=== TEXT PASSAGE ===

◆ ◆ ◆

A lot of people enjoy the taste of hot peppers, while other people indulge in the spicy flavor for bragging rights.
No matter what’s fueling your pepper addiction, it’s a good one to have. Hot peppers are packed with health benefits. From a possible cancer fighter to better longevity, here are six healthy reasons to eat more hot peppers:
To beat aggressive lung cancers
The first one could potentially help save your life. Researchers are looking into whether capsaicin may also make lung cancer cells more responsive to treatments. That’s significant because small cell lung cancer is a particularly aggressive form of cancer.
To slow lung cancer
Along the same lines, at least one study connects eating chili peppers with slowing the spread of lung cancer. Scientists believe it’s the capsaicin in hot peppers that prevents cancer cells from invading other cells.
As a cancer fighter
Not only that, but capsaicin may actually prevent several forms of cancer from growing. The problem is, it’s hard for your body to absorb capsaicin in pill form. While researchers look at how best to deliver it, they’re also looking into whether it can effectively be used as an anti-cancer drug.
To calm stomach aches
If you’re suffering from an upset stomach, you may want to turn to chili peppers. Sure, there are already products on the market that claim to help with just that, but research shows chili peppers can also help calm things down when you have an irritated gut.

◆ ◆ ◆

Reproduce the hot pepper article word for word, from "No matter what’s" up to and including "form of cancer.". The rows that follow are separate material and are unrelated to the text above.

=== Region pointing data ===
◆ ◆ ◆

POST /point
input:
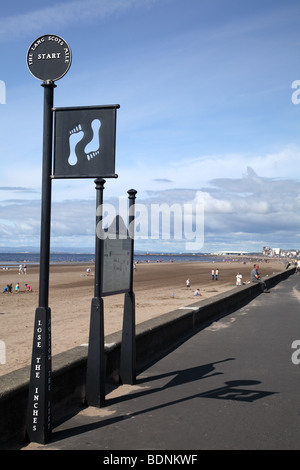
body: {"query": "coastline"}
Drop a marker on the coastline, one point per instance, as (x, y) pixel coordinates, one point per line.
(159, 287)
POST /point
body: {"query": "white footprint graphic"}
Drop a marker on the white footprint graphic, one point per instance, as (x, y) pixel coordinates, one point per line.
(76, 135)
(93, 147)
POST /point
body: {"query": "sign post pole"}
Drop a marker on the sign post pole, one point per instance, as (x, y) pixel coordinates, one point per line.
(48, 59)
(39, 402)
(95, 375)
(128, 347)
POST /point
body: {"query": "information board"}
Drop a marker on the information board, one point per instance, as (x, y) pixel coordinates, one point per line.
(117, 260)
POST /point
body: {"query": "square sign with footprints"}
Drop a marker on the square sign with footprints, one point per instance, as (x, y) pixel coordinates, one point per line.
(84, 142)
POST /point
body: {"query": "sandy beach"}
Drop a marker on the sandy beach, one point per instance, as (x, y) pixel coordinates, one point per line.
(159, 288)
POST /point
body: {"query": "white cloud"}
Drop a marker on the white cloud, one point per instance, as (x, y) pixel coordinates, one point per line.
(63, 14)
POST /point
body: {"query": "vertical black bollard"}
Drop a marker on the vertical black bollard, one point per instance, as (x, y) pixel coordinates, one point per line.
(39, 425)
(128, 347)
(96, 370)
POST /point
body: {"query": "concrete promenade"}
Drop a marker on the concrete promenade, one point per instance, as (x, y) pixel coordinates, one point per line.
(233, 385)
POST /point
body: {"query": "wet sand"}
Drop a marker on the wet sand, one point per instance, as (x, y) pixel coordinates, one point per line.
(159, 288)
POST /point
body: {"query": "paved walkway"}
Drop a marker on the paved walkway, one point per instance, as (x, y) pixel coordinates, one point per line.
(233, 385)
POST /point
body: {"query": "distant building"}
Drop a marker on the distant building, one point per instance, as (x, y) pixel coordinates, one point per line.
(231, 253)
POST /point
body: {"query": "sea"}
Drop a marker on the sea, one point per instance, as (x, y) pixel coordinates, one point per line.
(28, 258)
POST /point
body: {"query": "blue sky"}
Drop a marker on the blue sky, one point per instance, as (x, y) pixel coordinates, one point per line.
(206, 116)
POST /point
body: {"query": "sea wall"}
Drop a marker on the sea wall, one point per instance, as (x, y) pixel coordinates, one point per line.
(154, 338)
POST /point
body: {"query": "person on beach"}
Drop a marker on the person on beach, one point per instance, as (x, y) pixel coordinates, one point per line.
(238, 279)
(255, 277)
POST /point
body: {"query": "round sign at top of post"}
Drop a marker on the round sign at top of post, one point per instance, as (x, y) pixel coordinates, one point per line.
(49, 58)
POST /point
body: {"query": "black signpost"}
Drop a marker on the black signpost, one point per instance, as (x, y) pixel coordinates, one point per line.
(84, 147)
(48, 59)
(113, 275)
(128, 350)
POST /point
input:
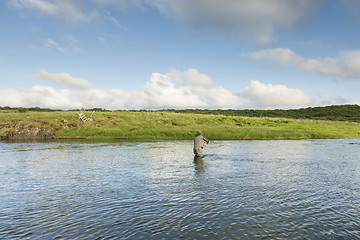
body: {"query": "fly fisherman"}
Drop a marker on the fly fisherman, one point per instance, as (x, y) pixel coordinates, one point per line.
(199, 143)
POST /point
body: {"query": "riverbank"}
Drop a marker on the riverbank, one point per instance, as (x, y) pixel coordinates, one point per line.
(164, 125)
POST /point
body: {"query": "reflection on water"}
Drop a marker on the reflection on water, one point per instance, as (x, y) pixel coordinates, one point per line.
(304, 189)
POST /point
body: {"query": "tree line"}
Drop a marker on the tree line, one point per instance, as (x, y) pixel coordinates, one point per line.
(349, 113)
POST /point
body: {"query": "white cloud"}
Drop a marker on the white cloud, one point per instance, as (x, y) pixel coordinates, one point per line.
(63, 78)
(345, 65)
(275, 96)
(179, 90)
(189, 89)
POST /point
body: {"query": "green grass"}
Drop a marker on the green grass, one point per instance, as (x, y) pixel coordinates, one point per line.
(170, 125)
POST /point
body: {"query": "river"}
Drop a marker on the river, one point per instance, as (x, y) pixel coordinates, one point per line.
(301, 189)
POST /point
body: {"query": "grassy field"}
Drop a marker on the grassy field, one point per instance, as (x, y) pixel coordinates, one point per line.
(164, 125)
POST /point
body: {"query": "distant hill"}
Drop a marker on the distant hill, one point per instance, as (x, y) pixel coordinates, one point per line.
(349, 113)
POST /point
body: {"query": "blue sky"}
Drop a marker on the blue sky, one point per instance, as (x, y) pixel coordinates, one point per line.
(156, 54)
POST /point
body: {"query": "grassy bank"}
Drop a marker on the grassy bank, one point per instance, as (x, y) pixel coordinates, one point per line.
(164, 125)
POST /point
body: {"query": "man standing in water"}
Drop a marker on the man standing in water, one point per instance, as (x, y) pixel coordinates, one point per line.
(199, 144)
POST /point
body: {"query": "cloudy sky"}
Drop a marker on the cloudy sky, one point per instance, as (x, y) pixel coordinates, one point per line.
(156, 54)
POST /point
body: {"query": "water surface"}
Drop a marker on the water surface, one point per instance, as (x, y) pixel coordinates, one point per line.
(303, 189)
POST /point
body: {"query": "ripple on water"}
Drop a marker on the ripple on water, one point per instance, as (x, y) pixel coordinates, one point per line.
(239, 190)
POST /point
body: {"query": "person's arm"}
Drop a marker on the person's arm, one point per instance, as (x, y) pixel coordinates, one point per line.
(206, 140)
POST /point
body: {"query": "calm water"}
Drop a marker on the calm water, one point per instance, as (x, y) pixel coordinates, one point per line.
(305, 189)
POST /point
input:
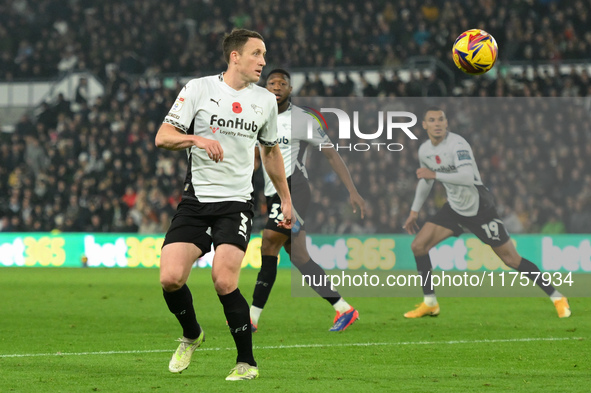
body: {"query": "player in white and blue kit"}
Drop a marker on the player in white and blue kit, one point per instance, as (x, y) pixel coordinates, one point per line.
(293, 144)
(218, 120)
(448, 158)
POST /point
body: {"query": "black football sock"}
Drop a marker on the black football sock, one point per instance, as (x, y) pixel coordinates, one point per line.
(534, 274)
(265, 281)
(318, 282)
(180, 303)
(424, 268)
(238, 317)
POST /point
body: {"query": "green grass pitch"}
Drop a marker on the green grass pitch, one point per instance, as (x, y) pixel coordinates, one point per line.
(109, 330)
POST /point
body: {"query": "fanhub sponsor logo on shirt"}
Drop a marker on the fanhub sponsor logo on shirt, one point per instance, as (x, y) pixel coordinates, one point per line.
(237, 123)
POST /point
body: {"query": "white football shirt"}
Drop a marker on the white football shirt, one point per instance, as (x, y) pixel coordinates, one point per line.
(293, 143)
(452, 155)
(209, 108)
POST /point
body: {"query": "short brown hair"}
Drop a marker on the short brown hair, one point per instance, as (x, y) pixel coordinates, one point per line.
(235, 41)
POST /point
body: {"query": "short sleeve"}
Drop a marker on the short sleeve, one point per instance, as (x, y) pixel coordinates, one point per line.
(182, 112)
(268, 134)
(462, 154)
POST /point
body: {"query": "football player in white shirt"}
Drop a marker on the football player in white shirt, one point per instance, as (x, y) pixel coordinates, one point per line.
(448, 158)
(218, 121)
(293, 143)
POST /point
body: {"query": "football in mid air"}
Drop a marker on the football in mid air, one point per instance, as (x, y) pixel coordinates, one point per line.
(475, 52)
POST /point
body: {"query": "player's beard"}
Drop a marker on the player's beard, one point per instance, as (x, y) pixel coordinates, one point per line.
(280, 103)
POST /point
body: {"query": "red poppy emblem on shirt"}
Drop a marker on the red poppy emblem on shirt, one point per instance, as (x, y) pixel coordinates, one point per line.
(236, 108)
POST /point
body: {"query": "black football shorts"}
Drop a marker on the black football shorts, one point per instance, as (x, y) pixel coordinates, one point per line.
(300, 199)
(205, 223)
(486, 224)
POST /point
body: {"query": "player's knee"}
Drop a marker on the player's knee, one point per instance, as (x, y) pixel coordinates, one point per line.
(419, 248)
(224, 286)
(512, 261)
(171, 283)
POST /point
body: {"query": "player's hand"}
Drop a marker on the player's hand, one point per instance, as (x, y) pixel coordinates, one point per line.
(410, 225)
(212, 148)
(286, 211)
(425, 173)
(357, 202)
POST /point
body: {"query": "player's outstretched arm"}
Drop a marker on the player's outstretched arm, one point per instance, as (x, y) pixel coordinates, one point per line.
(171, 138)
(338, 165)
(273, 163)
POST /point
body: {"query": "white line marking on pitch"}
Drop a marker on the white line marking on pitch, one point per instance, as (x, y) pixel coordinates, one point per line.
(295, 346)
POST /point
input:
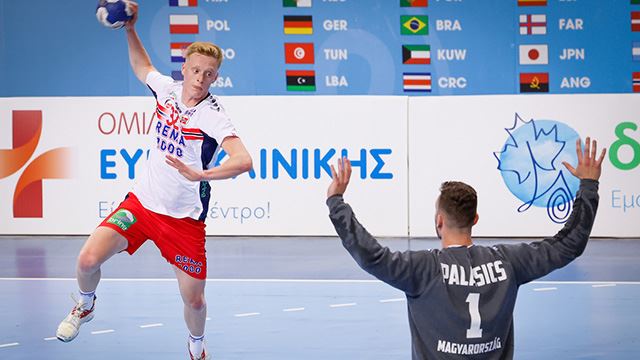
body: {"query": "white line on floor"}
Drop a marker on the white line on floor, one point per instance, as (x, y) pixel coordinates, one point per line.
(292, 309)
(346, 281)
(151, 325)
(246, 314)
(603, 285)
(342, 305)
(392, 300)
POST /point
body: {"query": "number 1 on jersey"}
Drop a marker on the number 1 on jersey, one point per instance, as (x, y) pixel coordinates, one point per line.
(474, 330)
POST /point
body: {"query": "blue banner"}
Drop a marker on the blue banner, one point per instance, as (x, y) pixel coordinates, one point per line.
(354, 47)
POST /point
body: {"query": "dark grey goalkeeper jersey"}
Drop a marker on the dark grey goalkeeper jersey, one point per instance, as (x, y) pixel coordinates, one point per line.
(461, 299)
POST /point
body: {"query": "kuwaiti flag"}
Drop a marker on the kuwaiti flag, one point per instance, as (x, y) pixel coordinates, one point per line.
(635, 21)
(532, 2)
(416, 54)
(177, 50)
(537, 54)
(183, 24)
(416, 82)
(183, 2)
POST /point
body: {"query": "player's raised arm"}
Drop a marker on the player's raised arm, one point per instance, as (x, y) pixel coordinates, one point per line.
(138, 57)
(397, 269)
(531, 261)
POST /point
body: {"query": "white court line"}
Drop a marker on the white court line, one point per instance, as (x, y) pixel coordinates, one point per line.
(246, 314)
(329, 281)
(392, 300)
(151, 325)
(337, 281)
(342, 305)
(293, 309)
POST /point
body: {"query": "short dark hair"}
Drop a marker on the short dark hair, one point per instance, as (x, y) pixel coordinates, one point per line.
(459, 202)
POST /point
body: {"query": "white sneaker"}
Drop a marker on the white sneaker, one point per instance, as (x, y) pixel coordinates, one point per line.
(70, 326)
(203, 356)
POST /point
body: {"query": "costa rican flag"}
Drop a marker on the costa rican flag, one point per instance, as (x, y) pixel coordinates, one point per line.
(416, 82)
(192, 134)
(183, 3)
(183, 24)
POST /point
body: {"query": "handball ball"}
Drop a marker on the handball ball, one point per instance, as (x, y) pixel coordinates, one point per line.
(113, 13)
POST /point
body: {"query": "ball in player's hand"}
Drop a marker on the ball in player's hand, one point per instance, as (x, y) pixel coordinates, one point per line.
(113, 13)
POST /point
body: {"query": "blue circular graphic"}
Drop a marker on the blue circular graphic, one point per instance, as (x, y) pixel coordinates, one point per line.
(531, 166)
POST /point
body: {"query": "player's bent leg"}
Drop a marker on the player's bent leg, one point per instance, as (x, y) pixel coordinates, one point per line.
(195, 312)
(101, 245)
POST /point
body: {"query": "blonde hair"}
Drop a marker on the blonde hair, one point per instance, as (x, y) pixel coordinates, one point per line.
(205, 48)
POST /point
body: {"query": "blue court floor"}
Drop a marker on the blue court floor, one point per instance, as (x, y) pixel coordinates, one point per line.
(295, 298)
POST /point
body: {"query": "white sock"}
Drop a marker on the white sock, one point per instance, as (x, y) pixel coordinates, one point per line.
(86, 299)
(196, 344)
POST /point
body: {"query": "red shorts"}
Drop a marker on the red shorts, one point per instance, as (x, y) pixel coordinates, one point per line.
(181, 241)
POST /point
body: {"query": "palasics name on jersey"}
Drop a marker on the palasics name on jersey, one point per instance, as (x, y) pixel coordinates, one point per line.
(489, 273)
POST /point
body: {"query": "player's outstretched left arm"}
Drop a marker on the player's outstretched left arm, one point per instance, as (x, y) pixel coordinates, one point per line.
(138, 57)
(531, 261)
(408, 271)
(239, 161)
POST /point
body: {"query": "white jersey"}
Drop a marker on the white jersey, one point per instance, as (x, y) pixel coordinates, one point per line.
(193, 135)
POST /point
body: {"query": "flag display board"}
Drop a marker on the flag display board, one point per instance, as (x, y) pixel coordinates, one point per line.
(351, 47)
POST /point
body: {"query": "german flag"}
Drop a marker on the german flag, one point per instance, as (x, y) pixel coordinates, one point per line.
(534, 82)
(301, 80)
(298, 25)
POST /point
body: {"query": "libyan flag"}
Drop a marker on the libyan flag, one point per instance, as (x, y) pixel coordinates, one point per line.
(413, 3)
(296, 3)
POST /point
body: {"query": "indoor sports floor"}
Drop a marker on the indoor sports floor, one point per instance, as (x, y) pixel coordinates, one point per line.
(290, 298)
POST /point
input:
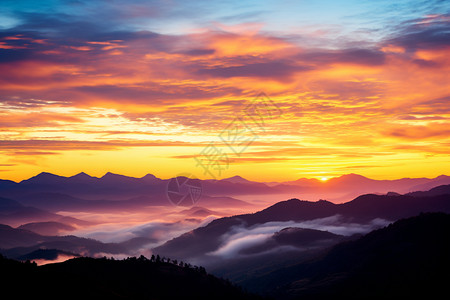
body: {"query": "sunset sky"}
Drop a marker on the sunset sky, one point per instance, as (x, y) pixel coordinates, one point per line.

◆ ◆ ◆

=== SOLUTION FOR THIS EXERCISE ===
No matter what’s fueling your pepper addiction, it’s a good one to have. Hot peppers are packed with health benefits. From a possible cancer fighter to better longevity, here are six healthy reasons to eat more hot peppers:
To beat aggressive lung cancers
The first one could potentially help save your life. Researchers are looking into whether capsaicin may also make lung cancer cells more responsive to treatments. That’s significant because small cell lung cancer is a particularly aggressive form of cancer.